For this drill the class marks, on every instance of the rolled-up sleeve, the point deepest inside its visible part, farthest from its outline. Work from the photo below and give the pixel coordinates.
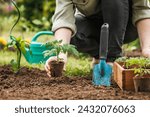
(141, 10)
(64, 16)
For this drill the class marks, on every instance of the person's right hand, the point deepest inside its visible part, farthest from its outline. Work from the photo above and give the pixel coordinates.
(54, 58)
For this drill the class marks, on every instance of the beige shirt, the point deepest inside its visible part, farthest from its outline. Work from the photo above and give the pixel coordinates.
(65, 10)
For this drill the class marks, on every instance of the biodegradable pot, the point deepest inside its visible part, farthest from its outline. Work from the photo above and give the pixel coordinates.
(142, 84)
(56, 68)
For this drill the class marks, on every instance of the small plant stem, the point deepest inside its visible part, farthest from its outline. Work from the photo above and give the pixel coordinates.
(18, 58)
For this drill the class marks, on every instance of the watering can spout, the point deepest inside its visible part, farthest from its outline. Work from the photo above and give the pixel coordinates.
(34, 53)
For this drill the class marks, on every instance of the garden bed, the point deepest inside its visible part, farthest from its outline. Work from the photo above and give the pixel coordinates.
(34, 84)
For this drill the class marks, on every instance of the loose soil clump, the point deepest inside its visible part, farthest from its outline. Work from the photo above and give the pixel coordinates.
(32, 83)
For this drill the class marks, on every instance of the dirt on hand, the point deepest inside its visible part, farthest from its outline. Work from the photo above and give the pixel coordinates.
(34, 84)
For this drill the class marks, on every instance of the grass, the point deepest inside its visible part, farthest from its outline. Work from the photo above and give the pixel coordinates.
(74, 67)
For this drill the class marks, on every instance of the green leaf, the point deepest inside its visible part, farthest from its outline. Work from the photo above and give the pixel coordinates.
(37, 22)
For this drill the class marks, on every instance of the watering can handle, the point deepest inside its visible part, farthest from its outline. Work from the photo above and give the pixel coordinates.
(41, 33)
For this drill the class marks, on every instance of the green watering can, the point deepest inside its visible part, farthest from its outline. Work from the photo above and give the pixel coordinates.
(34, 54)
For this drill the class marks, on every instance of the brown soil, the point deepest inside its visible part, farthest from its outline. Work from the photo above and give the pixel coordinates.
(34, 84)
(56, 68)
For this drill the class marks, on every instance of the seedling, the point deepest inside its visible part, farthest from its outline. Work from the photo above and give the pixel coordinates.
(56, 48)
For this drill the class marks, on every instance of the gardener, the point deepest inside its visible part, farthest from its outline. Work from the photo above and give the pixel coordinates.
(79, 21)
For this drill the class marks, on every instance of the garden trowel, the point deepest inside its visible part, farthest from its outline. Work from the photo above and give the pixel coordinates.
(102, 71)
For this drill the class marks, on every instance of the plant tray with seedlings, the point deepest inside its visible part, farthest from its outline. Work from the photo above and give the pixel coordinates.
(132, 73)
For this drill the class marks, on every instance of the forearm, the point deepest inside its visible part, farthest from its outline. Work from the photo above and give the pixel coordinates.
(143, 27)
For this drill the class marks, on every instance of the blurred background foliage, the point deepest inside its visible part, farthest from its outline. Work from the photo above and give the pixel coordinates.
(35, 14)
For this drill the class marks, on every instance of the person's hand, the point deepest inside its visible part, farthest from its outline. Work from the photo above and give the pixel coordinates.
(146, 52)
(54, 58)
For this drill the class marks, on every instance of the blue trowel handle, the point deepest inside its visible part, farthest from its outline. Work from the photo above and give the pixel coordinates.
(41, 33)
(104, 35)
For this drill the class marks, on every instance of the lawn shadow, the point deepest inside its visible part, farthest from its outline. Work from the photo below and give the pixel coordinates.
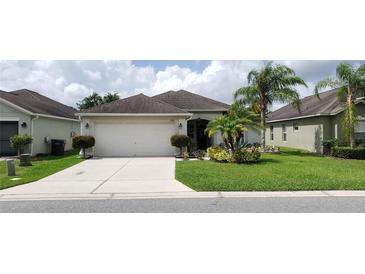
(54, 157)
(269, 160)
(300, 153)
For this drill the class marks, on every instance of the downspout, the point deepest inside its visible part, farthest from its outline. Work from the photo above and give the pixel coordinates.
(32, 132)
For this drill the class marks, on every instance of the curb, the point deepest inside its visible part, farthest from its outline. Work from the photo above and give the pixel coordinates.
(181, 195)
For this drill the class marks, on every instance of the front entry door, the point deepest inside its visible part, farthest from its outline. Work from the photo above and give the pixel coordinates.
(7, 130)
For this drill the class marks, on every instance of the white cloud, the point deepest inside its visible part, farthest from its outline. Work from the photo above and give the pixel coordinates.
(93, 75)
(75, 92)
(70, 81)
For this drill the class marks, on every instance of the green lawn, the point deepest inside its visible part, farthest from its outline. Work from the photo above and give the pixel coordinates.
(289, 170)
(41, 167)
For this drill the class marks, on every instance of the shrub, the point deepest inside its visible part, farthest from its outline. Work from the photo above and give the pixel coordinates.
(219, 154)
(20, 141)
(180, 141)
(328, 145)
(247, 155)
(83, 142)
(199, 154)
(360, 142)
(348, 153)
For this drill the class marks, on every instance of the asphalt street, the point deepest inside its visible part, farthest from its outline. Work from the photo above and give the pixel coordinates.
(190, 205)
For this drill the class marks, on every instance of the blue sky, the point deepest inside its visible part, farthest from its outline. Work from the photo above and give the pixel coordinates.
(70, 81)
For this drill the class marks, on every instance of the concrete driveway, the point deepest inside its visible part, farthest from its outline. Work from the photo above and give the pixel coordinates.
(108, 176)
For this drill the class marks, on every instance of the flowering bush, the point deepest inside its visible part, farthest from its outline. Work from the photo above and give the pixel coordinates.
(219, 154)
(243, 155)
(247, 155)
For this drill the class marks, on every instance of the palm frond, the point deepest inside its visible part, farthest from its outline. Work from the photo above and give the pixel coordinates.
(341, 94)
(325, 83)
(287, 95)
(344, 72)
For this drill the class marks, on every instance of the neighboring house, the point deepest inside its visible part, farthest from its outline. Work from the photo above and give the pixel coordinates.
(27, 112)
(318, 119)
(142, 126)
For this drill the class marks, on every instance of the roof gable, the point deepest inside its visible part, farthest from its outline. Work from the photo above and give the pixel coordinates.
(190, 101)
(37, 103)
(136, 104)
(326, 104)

....

● WORK TO BE COMPLETED: Render all of the rows above as a Markdown table with two columns, "No." and "Text": number each line and put the line beside its number. Skip blank lines and leave the pictures out.

● SOLUTION FOR THIS TASK:
| No. | Text |
|---|---|
| 1 | For this drill the class marks, on every instance of the rolled-up sleeve, the point deepest inside its visible part, farthest from its outline. Work from the photo below and give the pixel coordinates. |
| 2 | (141, 10) |
| 3 | (64, 16) |
| 4 | For this drill the class marks, on every instance of the person's right hand, the point deepest inside its visible part, farthest from its outline. Work from the photo above and give the pixel coordinates. |
| 5 | (54, 58) |
| 6 | For this drill the class marks, on every instance of the beige shirt, the point deepest inside its visible part, farthest from its outline. Work from the photo above and give the pixel coordinates. |
| 7 | (65, 10) |
| 8 | For this drill the class marks, on every instance of the biodegradable pot, the point deepest inside its visible part, farthest from its outline. Work from the photo above and give the pixel coordinates. |
| 9 | (142, 84) |
| 10 | (56, 68) |
| 11 | For this drill the class marks, on every instance of the small plant stem, the point deepest inside its visible part, farthest from its outline. Work from the photo above and give the pixel coordinates. |
| 12 | (18, 58) |
| 13 | For this drill the class marks, on every instance of the watering can spout, the point deepest inside its visible part, farthest from its outline. Work from the photo above and give the pixel coordinates. |
| 14 | (34, 53) |
| 15 | For this drill the class marks, on every instance of the garden bed, the point deepest inside its visible part, farthest from its outline. Work from the photo above and give the pixel coordinates. |
| 16 | (34, 84) |
| 17 | For this drill the class marks, on every instance of the loose soil clump, the point deepest inside its visible part, farthest from its outline. Work from the photo above and give the pixel coordinates. |
| 18 | (32, 83) |
| 19 | For this drill the class marks, on every instance of the dirt on hand, the point deepest inside its visible part, farthest from its outline. Work from the photo above and give the pixel coordinates. |
| 20 | (34, 84) |
| 21 | For this drill the class marks, on every instance of the grass, the point deepest inside its visible part, farthest from its outline. Work from the photo above and give the pixel coordinates. |
| 22 | (74, 67) |
| 23 | For this drill the class marks, on every instance of the green leaf, the point deepest inside its visible part, farthest from its outline. Work from the photo above and give the pixel coordinates. |
| 24 | (37, 22) |
| 25 | For this drill the class marks, on every instance of the watering can handle, the point deepest inside its visible part, farthest from its outline. Work from the photo above and give the pixel coordinates. |
| 26 | (41, 33) |
| 27 | For this drill the class marks, on every instance of the green watering can, the point deepest inside its visible part, farthest from its outline. Work from the photo above and give the pixel coordinates. |
| 28 | (34, 54) |
| 29 | For this drill the class marks, on every instance of the brown soil, the point deepest inside its visible part, farthest from its outline. Work from the photo above and give the pixel coordinates. |
| 30 | (34, 84) |
| 31 | (56, 68) |
| 32 | For this drill the class marks, on every instance of the seedling, the point deepest inside its visible part, farthest from its outline. Work from the photo above and give the pixel coordinates. |
| 33 | (56, 48) |
| 34 | For this drill the class marks, on every instance of the gardener, the point deepest inside its visible part, farthest from its outline. Work from the photo above and give the pixel coordinates. |
| 35 | (79, 21) |
| 36 | For this drill the class marks, on every instance of the garden trowel, the point deepest inside its visible part, farthest from its outline. Work from the photo above and give the pixel coordinates. |
| 37 | (102, 71) |
| 38 | For this drill the class marks, on every instance of the plant tray with seedlings, the point deepest inside its visible part, farthest from its outline. Work from the photo above and give the pixel coordinates. |
| 39 | (132, 73) |
| 40 | For this drill the class marks, on every instance of the forearm, the point deepest inside its visible part, farthest from its outline. Work from the photo above and give the pixel coordinates. |
| 41 | (143, 27) |
| 42 | For this drill the class marks, on every instance of the blurred background foliage, the point deepest inside its visible part, farthest from its outline. Work from the photo above and give the pixel coordinates. |
| 43 | (35, 14) |
| 44 | For this drill the class marks, on every instance of the person's hand, the point deepest inside its visible part, farthest from its outline. Work from the photo above and give the pixel coordinates. |
| 45 | (146, 52) |
| 46 | (54, 58) |
| 47 | For this drill the class marks, on every instance of the blue trowel handle, the point deepest inside its visible part, farthest from its outline. Work from the photo above and give the pixel coordinates. |
| 48 | (41, 33) |
| 49 | (104, 35) |
| 50 | For this drill the class marks, on every instance of the lawn shadow, the point deepest inside its visible part, farthest from its outline. Work from the photo below and give the pixel coordinates. |
| 51 | (54, 157) |
| 52 | (269, 160) |
| 53 | (300, 153) |
| 54 | For this drill the class marks, on every instance of the downspout, the point deepest inside its visible part, farthest from its outline. Work from the photo above and give the pixel coordinates. |
| 55 | (32, 132) |
| 56 | For this drill the class marks, on every instance of the curb, the point deepest inside its visible part, farthest from its outline. Work from the photo above and give the pixel coordinates. |
| 57 | (181, 195) |
| 58 | For this drill the class marks, on every instance of the front entry door, the point deepest inside its visible part, farthest from its outline. Work from the photo above and give the pixel coordinates. |
| 59 | (7, 130) |
| 60 | For this drill the class marks, on every instance of the white cloud, the point deepest inside its visible part, farthest from its outline. Work from the photo above and give the pixel coordinates. |
| 61 | (93, 75) |
| 62 | (75, 92) |
| 63 | (70, 81) |
| 64 | For this drill the class marks, on every instance of the green lawn, the point deepest inside its visible part, farthest from its outline. Work from the photo above and give the pixel coordinates. |
| 65 | (289, 170) |
| 66 | (41, 167) |
| 67 | For this drill the class marks, on every instance of the shrub, the point deepest inside its visible part, farthest from its outline. Work from the photo above and give the pixel coordinates. |
| 68 | (219, 154) |
| 69 | (20, 141) |
| 70 | (180, 141) |
| 71 | (328, 145) |
| 72 | (247, 155) |
| 73 | (83, 142) |
| 74 | (199, 154) |
| 75 | (360, 142) |
| 76 | (348, 153) |
| 77 | For this drill the class marks, on every instance of the asphalt street, the point deepest inside its visible part, farthest from its outline. Work from the photo above and give the pixel coordinates. |
| 78 | (190, 205) |
| 79 | For this drill the class marks, on every instance of the blue sky, the point deepest inside its visible part, farthest from its outline. Work from the photo above and give the pixel coordinates. |
| 80 | (70, 81) |
| 81 | For this drill the class marks, on every instance of the concrete driveway, the point deepest inside its visible part, farthest from its outline. Work from the photo above and give the pixel coordinates. |
| 82 | (108, 176) |
| 83 | For this drill the class marks, on every instance of the flowering bush, the point deepest inside its visible part, farthest from its outline. Work from the photo above and give the pixel coordinates. |
| 84 | (219, 154) |
| 85 | (243, 155) |
| 86 | (247, 155) |
| 87 | For this drill the class marks, on every instance of the palm frond, the point deepest inside its visible part, farthest from its outline. Work from the photo above and give the pixel coordinates. |
| 88 | (341, 94) |
| 89 | (325, 83) |
| 90 | (287, 95) |
| 91 | (344, 72) |
| 92 | For this drill the class marks, on every instance of the neighboring house, the point deepest inside its visible part, farthest from its outline. Work from the photo above and give the pixel coordinates. |
| 93 | (27, 112) |
| 94 | (318, 119) |
| 95 | (142, 126) |
| 96 | For this drill the class marks, on every instance of the roof gable, the point deepest inside its visible part, farthest from its outline. Work from the photo above and give the pixel coordinates. |
| 97 | (190, 101) |
| 98 | (37, 103) |
| 99 | (136, 104) |
| 100 | (326, 104) |